● **TEXT SEGMENT**

○ ○ ○ ○ ○ ○ ○

The secret of balancing outward love and inward love— the two above sections, may seem contradictory but actually they are not. First service to our fellow social anxiety sufferer heals us as we help others so and so is actually a means of helping oneself. We are freed from the terrible suffering of anxiety as we help our fellow social anxiety sufferer so in that act—outward love and inward love are one and the same. Of course balance also comes into play here—sometimes we can overdo service and get overtired or distracted from the joys and responsibilities of our own lives. It’s important to remember that hurting ourselves in order to help others is not our aim. Helping should be good for both the giver and the receiver in order to have spiritual value and so reduce our social anxiety.
The reason why many self-help tools don’t work— Many an excellent self-help book touts tools that frustratingly seem not to work for us. Many of us have had the experience of buying such books, using their techniques with success for short time, getting a few breaths of fresh air, and then having the anxiety return with a vengeance. Ones first reaction may be that the book must have been a fraud—surely the charlatan that wrote it was only after a buck, we fume. Or, alternately, we may berate ourselves for ‘failing’ yet again to ‘make the grade’. Surely if it is not the authors fault then it must be our fault that so far it just isn’t working. In fact, the problem may not be the book at all, but a single unadressed issue that blocks all progress: This hidden underlying issue is control. We have been trying to use various tools of recovery to control our anxiety rather than bringing ourselves into line with spiritual principles. Adding spiritual principles to our recovery process actually help to eliminate control while empowering us in healthy ways.

○ ○ ○ ○ ○ ○ ○

● **PROMPT**
Please state the hidden underlying issue that the passage on social anxiety says blocks all progress with self-help tools.

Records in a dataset
○ ○ ○ ○ ○ ○ ○

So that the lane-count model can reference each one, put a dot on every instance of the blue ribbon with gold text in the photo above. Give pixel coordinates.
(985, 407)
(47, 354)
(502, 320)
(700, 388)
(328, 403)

○ ○ ○ ○ ○ ○ ○

● **RESULT**
Control.